PROBLEM 1: Report how many lines in the records contain the string "this", giving only the number.

::::

# Table Saw



## phone_63 (Dec 31, 2009)

I was at my local HD and saw both the Rigid TS4100LS and the BT 21 portable saws. I am also looking at the Bosche 4100-09 saw. The rigids are over 100.00 cheaper than the Bosche so I am wondering if they are worth the money or I should go with the Bosche?? I have a small workshop about 1/3 of a 1 car garage so space is a problem.


----------



## Larry S (Jan 8, 2010)

Greg I have not used either of these saws but I did see a show on the Bosch along with the mobile station that was created for it and thought it looked like a pretty fine set up. I have seen the saw (and all most bought it) at the local Lowes and appears that Bosch has made another fine tool for all od us to enjoy. I have several Bosch tools and have nothing but good things to say about them. The bosch router combo kit is next on the agenda.
Maybe some of the other guys will have some actual hands on experience that can help you.


----------



## Bob N (Oct 12, 2004)

I have the Ridgid and love it. I have seen others claim that the Ridgid and Bosch are identical and possibly made at the same factory.


----------



## CanuckGal (Nov 26, 2008)

I have a Ridgid table saw and can't say enough good things about it. I also have a Bosch 12" SCMS and absolutely love it! I'm sure either one would be a great choice.


----------



## Tommyt654 (Apr 5, 2009)

You can get the Ridgid R4511 for $299 tomorrow at most all Home Depots


----------



## JDmcgrainy (Jan 19, 2010)

I just got a rigid as a gift and absolutely love it. It does everything I need. I am also in the process of making it a dual purpose table. With the opening that is at the right side I am going to drop in an accessory router table for my new router. You'll get your money out of this saw in no time.


----------

::::

PROBLEM 2: Please decide whether each statement below agrees with the table saw thread, answering yes or no and quoting the deciding words from the thread. (a) Bob N owns the Ridgid saw. (b) Larry S has used both of the saws being discussed. (c) Tommyt654 says the Ridgid R4511 can be had for $299 at most Home Depots.

::::

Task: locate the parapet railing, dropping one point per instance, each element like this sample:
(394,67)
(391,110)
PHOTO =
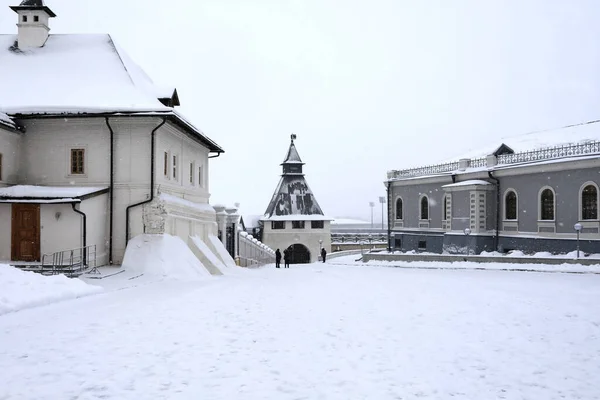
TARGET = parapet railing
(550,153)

::::

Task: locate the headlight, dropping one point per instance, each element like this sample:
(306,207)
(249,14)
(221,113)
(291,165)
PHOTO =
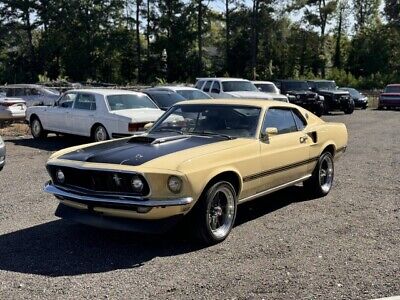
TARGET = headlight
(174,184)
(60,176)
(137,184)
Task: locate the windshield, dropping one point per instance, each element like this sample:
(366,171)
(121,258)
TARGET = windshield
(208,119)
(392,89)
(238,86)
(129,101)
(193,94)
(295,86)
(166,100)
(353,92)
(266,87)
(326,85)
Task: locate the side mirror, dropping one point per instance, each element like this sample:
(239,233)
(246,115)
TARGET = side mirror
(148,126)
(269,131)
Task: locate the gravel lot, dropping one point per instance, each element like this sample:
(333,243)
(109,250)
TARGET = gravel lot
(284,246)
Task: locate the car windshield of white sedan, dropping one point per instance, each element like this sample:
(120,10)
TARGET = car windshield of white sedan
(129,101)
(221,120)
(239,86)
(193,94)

::::

OUTPUT 1: 6

OUTPUT 2:
(a) Yes: "I have the Ridgid and love it."
(b) No: "I have not used either of these saws"
(c) Yes: "You can get the Ridgid R4511 for $299 tomorrow at most all Home Depots"